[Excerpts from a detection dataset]
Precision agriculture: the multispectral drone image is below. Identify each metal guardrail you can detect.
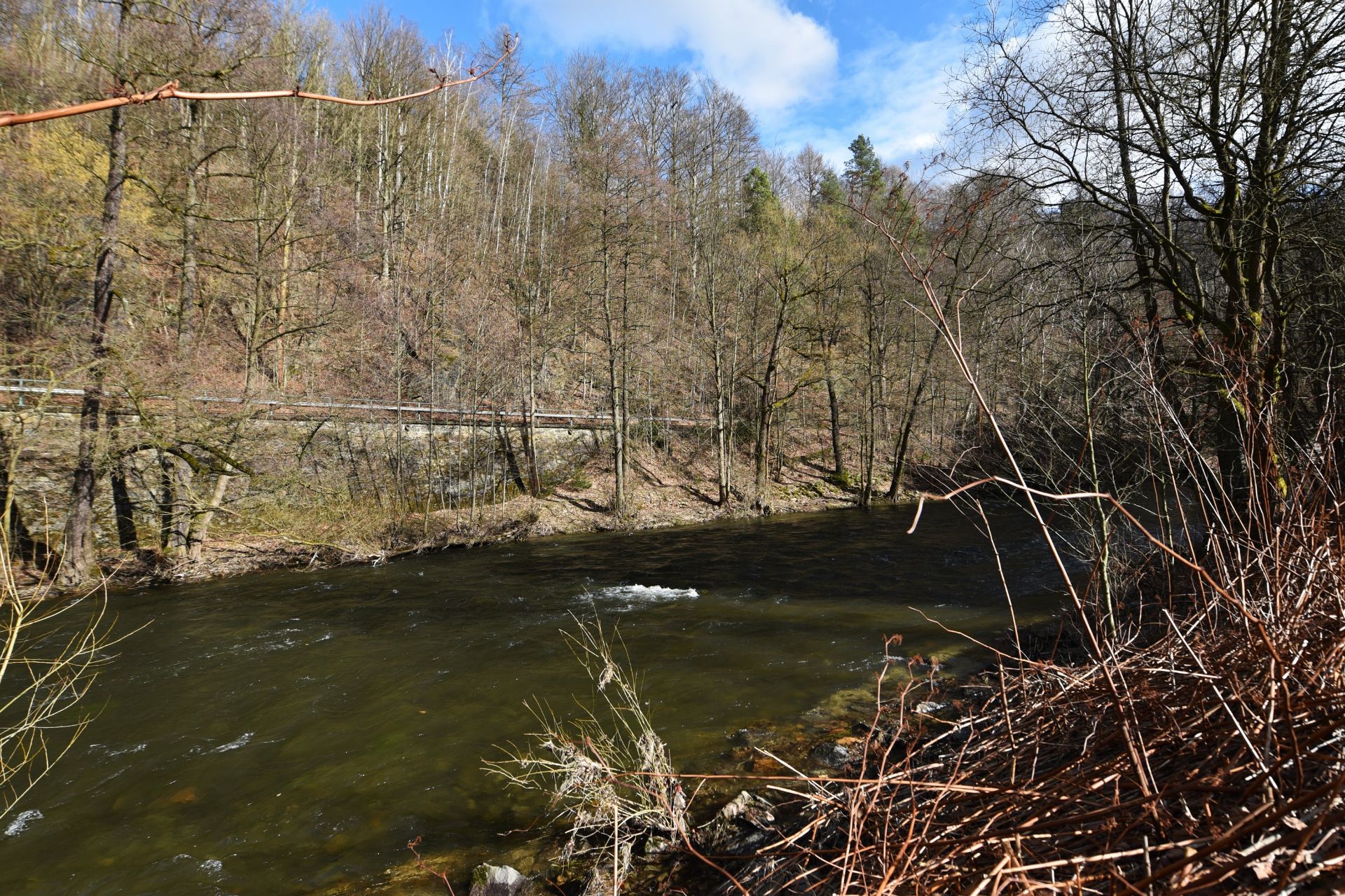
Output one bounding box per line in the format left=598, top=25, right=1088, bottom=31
left=0, top=380, right=710, bottom=429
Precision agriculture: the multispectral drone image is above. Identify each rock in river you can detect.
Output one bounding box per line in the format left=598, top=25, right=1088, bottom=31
left=468, top=864, right=529, bottom=896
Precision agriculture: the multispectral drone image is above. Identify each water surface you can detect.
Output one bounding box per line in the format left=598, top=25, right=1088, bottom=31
left=0, top=506, right=1058, bottom=895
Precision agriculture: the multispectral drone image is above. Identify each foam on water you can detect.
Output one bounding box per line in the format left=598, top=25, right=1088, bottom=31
left=592, top=585, right=701, bottom=609
left=210, top=731, right=253, bottom=753
left=4, top=808, right=43, bottom=837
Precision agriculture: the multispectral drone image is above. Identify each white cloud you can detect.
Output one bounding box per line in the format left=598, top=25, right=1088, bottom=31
left=511, top=0, right=836, bottom=113
left=779, top=23, right=966, bottom=168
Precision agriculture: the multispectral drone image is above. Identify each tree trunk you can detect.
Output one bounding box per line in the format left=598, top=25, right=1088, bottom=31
left=59, top=19, right=130, bottom=585
left=108, top=408, right=140, bottom=550
left=826, top=358, right=846, bottom=483
left=190, top=474, right=233, bottom=560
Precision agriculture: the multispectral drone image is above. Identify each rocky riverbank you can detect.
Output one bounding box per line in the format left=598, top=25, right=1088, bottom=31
left=44, top=436, right=892, bottom=586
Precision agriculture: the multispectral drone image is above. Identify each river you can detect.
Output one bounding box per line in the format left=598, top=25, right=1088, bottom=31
left=0, top=504, right=1060, bottom=895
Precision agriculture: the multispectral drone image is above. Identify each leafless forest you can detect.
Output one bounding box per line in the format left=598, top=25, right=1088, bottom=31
left=0, top=0, right=1345, bottom=893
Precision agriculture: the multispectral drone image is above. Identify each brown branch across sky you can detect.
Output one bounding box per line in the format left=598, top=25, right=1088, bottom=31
left=0, top=35, right=518, bottom=127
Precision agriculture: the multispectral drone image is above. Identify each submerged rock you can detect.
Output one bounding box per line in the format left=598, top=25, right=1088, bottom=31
left=468, top=864, right=531, bottom=896
left=808, top=741, right=850, bottom=769
left=697, top=790, right=775, bottom=854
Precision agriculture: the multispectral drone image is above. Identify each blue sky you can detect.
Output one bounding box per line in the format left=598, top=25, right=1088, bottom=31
left=319, top=0, right=974, bottom=164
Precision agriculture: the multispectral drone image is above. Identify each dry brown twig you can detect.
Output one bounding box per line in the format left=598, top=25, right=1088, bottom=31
left=0, top=35, right=519, bottom=127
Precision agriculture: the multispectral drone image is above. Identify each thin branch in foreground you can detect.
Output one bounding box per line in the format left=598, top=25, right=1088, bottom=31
left=0, top=35, right=519, bottom=127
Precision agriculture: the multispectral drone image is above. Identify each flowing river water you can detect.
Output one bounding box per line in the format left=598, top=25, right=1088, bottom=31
left=0, top=504, right=1060, bottom=895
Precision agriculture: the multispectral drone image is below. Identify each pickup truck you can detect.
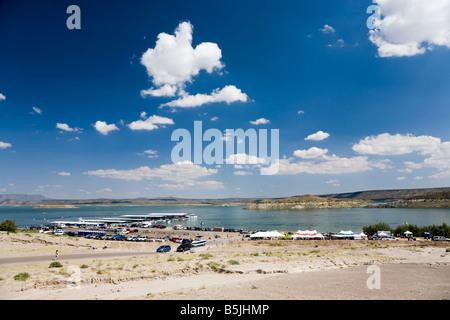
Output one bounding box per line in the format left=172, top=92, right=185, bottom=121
left=433, top=236, right=450, bottom=241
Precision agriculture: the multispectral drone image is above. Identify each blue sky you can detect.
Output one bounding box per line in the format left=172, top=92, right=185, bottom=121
left=0, top=0, right=450, bottom=198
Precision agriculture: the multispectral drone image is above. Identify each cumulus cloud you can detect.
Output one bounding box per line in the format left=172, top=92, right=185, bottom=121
left=84, top=161, right=224, bottom=190
left=249, top=118, right=270, bottom=125
left=233, top=171, right=252, bottom=176
left=225, top=153, right=267, bottom=165
left=0, top=141, right=12, bottom=149
left=305, top=130, right=330, bottom=141
left=128, top=115, right=175, bottom=130
left=369, top=0, right=450, bottom=57
left=278, top=154, right=372, bottom=175
left=56, top=122, right=81, bottom=132
left=325, top=180, right=341, bottom=187
left=352, top=133, right=450, bottom=178
left=84, top=161, right=217, bottom=183
left=294, top=147, right=328, bottom=159
left=144, top=149, right=158, bottom=159
left=352, top=133, right=441, bottom=155
left=141, top=22, right=224, bottom=86
left=141, top=22, right=249, bottom=108
left=94, top=121, right=119, bottom=136
left=161, top=85, right=249, bottom=108
left=141, top=84, right=178, bottom=98
left=319, top=24, right=336, bottom=34
left=32, top=107, right=42, bottom=115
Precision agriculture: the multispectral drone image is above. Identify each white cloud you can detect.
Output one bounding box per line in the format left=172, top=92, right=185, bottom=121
left=128, top=115, right=175, bottom=130
left=141, top=22, right=249, bottom=108
left=56, top=122, right=81, bottom=132
left=159, top=180, right=225, bottom=190
left=161, top=85, right=249, bottom=108
left=0, top=141, right=12, bottom=149
left=352, top=133, right=450, bottom=178
left=141, top=22, right=224, bottom=87
left=352, top=133, right=441, bottom=155
left=249, top=118, right=270, bottom=125
left=325, top=180, right=341, bottom=187
left=84, top=161, right=217, bottom=183
left=225, top=153, right=267, bottom=165
left=144, top=149, right=158, bottom=159
left=305, top=130, right=330, bottom=141
left=319, top=24, right=336, bottom=34
left=94, top=121, right=119, bottom=135
left=233, top=171, right=252, bottom=176
left=294, top=147, right=328, bottom=159
left=32, top=107, right=42, bottom=114
left=141, top=84, right=178, bottom=98
left=369, top=0, right=450, bottom=57
left=278, top=155, right=372, bottom=175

**WRITTEN PROBLEM:** Scale the records between the line holding "trunk you can detect." and the line holding "left=190, top=474, right=233, bottom=560", inclusive, and write out only those lines again, requests included. Multiply every bounding box coordinate in the answers by 2.1 and round to whole numbers with halves rounded up, leaving the numbers in the requests and their format sample unchanged.

**SOLUTION FOR THIS EXERCISE:**
Precision agriculture: the multispectral drone image is above. Identify each tree trunk you can detect.
Output one bounding box per line in the format left=598, top=25, right=1088, bottom=31
left=124, top=40, right=273, bottom=1229
left=227, top=857, right=294, bottom=1155
left=1735, top=752, right=1777, bottom=1014
left=399, top=995, right=489, bottom=1176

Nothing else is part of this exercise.